What you should do:
An exact copy of every record is needed.

================

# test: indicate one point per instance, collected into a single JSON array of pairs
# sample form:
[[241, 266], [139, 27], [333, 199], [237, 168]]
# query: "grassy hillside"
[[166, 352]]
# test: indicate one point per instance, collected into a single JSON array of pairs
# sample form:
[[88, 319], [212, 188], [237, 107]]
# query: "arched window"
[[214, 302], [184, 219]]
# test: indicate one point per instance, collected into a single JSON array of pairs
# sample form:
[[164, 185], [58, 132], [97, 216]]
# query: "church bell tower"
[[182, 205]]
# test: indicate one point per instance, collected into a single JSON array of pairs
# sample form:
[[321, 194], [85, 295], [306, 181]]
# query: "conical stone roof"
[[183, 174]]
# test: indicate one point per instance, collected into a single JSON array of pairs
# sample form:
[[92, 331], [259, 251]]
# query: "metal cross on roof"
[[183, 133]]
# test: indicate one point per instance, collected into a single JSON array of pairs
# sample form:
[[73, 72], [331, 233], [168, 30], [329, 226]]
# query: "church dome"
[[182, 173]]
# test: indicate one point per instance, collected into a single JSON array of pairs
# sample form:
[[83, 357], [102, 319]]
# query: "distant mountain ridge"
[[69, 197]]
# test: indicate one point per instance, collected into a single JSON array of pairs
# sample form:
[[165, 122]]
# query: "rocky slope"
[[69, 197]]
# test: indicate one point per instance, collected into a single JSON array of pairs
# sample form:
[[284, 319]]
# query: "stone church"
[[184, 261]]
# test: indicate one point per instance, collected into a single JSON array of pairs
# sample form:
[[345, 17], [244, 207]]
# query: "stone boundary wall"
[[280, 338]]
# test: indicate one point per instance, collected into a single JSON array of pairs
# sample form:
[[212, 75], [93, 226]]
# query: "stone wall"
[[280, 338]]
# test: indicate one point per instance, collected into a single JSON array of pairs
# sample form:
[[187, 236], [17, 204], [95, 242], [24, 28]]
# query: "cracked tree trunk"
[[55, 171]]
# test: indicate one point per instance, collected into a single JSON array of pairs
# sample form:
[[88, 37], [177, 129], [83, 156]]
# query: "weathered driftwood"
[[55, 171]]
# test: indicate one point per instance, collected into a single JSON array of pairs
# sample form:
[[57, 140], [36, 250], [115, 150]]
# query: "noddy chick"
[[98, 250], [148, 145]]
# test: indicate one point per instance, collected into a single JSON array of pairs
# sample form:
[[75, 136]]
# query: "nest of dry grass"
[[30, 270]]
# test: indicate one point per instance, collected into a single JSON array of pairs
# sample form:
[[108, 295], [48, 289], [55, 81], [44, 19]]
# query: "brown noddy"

================

Written solution:
# test: indicate one point per instance, collected into a single JSON array of pairs
# sample form:
[[241, 266], [139, 27], [333, 199], [237, 168]]
# query: "grassy hillside"
[[166, 352]]
# test: indicate one point per instance, collected into a single JSON array of pairs
# sample form:
[[88, 319], [212, 188], [237, 107]]
# query: "arched window"
[[214, 302], [184, 219]]
# test: indicate one point per instance, collected into a single JSON array of pairs
# sample form:
[[164, 185], [58, 132], [97, 216]]
# query: "church bell tower"
[[182, 205]]
# test: indicate one point per instance, collected into a single JSON array of pairs
# sample form:
[[321, 194], [85, 295], [306, 181]]
# query: "conical stone roof"
[[183, 174]]
# test: indicate one point per instance, collected into a single JSON array of pairs
# sample form:
[[92, 331], [259, 251]]
# query: "metal cross on roof"
[[183, 133]]
# test: indicate one point per instance, collected into a single JSON array of pairs
# sample form:
[[73, 72], [331, 233], [168, 30], [329, 226]]
# query: "church dome"
[[182, 173]]
# test: indicate one point per instance, collected into a single JSON array of pairs
# sample form:
[[83, 357], [102, 319]]
# query: "distant mountain ridge"
[[69, 197]]
# test: indicate one point per instance, collected into a single JSON array of pairs
# sample form:
[[165, 122]]
# query: "rocky slope"
[[69, 197]]
# test: indicate one point per instance, collected into a single JSON array of pairs
# sample form:
[[284, 319]]
# query: "stone church"
[[184, 261]]
# test: indicate one point per instance, collected into a single JSON array of pairs
# sample form:
[[345, 17], [244, 207]]
# query: "stone boundary wall"
[[280, 338]]
# test: indicate one point per instance, collected into a single JSON array of pairs
# sample form:
[[212, 75], [93, 226]]
# query: "stone wall"
[[280, 338]]
# test: indicate one point per instance, collected into a single JSON array of pairs
# sample form:
[[187, 236], [17, 204], [95, 242], [24, 28]]
# query: "cracked tree trunk"
[[55, 171]]
# test: indicate one point per instance, collected into a single JSON array of pairs
# sample form:
[[88, 37], [177, 129], [83, 156]]
# query: "weathered driftwood"
[[55, 171]]
# test: indicate one point per instance, collected into a single JSON array of pairs
# sample form:
[[57, 140], [36, 250], [115, 150]]
# query: "noddy chick"
[[98, 250], [148, 145]]
# test: indicate one point per instance, collected into a single JSON array of pairs
# sample form:
[[75, 136]]
# query: "nest of dry grass"
[[30, 270]]
# test: indicate one point per instance, collected into a single JSON array of pairs
# sample form:
[[108, 295], [48, 289], [55, 81], [44, 19]]
# query: "brown noddy"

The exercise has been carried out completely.